[Text for analysis — start]
Total internal reflection fluorescence (TIRF)
One of the first methods introduced to increase the useful concentration range of single-molecule fluorescence imaging was TIRF microscopy. In TIRF microscopy (Axelrod et al., 1984), an evanescent wave excites only those molecules in an ∼100-nm thin layer above a glass–water interface (van Oijen, 2011). Though TIRF can be used to study molecular and cellular phenomena at any liquid–solid interface (such as transport on membranes), it has proven to be most useful in single-molecule microscopy. The reduction of the excited volume as a result of the thin evanescent wave results in an increase of the signal-to-background ratio that allows high-contrast imaging of single molecules up to a concentration of ∼10s of nM. A good example of the application of TIRF microscopy in single-molecule studies is the mechanism of DNA replication. Applying TIRF imaging to purified and fluorescently labeled replication proteins acting on surface-tethered and flow-stretched DNA molecules, the dynamic behavior of bacteriophage T7 polymerases within replisomes was visualized during DNA synthesis. Though it was previously assumed that polymerases are stably bound to the replication fork, it was demonstrated that the polymerases in fact rapidly exchange with those in solution (Geertsema et al., 2014). TIRF microscopy has also allowed the real-time visualization of in vitro reconstituted eukaryotic replication-origin firing. It was shown that the helicase motor domains Mcm2–7 bind as double hexamers preferentially at a native origin sequence and that single Mcm2–7 hexamers propagate bidirectionally, monotonically, and processively as constituents of active replisomes (Duzdevich et al., 2015). For kinesins, TIRF microscopy has been used to work out a longstanding mechanistic controversy on their walking mechanism. By labeling a single head of dimeric kinesin with a fluorophore and localizing the position of the dye, it was observed that a single kinesin head moves in alternating steps of 16.6 and 0 nm. This observation proves that kinesins take steps in a hand-over-hand mechanism and not an inchworm mechanism (Yildiz et al., 2004).
In vivo, near-TIRF microscopy has been used to examine the replisome stoichiometry and architecture in living cells. Using fully functional fluorescent derivatives of E. coli replisome components expressed from their endogenous promoters, it was shown that active replisomes contain three molecules of the replicative polymerase Pol III core, rather than the historically accepted two (Fig. 3, A–F; Reyes-Lamothe et al., 2010). The mutagenic polymerase Pol V, one of the players in the bacterial SOS response to DNA damage, was recently visualized at the single-molecule level in live E. coli cells. It was shown that Pol V is, beyond the known regulatory mechanisms at the transcriptional and posttranslational level, subject to a novel form of spatial regulation, in which it is transiently sequestered at the inner cell membrane (Robinson et al., 2015). Movement of kinesins and dyneins has been observed inside living cells using fluorescence imaging with one-nanometer accuracy (FIONA). GFP-tagged peroxisomes in cultured Drosophila melanogaster S2 cells were located within 1.5 nm in 1.1 ms. Surprisingly, dyneins and kinesins do not work against each other during peroxisome transport in vivo. Rather, multiple kinesins or multiple dyneins work together, producing up to 10 times the speed previously reported in in vitro measurements (Kural et al., 2005).
[Text for analysis — finish]
[Entries provided — start]
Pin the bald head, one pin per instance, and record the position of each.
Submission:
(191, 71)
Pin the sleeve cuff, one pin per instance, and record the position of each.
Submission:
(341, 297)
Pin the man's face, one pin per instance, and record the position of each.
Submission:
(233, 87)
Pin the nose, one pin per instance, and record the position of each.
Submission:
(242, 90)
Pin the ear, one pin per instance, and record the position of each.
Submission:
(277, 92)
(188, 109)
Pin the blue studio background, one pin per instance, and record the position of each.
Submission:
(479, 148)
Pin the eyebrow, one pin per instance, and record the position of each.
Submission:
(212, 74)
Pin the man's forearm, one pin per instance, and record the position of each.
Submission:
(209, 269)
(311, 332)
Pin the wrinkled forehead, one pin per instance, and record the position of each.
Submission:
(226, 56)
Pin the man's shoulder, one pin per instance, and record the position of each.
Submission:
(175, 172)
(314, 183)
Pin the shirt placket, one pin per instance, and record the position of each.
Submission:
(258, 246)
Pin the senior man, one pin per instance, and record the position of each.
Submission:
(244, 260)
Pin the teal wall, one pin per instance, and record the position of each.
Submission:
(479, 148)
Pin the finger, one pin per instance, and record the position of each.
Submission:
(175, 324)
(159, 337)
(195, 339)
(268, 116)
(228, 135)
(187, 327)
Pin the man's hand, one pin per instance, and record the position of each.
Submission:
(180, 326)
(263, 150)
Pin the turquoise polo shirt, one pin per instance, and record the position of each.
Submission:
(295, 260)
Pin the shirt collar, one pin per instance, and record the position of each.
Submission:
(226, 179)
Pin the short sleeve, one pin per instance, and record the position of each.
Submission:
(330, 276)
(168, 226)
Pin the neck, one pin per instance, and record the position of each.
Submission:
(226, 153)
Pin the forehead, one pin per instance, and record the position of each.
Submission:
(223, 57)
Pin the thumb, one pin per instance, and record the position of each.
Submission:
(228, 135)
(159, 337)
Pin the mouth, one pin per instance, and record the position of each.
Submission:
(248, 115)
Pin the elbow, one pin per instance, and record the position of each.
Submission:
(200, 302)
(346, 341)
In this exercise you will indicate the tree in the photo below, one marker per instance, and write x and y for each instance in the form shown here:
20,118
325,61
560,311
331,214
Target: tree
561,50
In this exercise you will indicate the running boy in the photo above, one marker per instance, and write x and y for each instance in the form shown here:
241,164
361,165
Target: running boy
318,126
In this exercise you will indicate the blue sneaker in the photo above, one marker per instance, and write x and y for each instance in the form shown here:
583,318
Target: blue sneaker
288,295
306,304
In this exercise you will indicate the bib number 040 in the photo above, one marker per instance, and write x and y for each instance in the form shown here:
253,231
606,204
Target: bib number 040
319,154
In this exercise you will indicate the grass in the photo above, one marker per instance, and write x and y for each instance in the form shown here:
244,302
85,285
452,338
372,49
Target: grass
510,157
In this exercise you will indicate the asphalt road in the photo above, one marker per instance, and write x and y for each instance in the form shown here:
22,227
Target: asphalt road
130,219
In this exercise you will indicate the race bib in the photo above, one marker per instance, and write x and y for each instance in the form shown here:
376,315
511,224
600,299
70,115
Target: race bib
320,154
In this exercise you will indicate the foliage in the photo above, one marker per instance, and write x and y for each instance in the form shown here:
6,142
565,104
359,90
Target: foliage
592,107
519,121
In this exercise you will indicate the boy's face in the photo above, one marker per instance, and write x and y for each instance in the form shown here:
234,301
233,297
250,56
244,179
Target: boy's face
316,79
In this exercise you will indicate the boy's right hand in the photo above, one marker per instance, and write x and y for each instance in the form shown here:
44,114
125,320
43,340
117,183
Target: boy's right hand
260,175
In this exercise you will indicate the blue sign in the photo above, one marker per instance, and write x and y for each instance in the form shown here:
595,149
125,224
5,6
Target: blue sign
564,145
[Entries provided — finish]
• Problem statement:
Decide whether each statement below agrees with the text on total internal reflection fluorescence, answering yes or no and quoting the words of the text that settle it. (a) In TIRF microscopy, an evanescent wave excites molecules in a layer of about 100 nm above a glass–water interface. (b) Bacteriophage T7 polymerases were found to stay stably bound to the replication fork. (c) During peroxisome transport in living cells, dyneins and kinesins work against each other.

• Answer to this problem:
(a) Yes: "an evanescent wave excites only those molecules in an ∼100-nm thin layer above a glass–water interface"
(b) No: "it was demonstrated that the polymerases in fact rapidly exchange with those in solution"
(c) No: "dyneins and kinesins do not work against each other during peroxisome transport in vivo"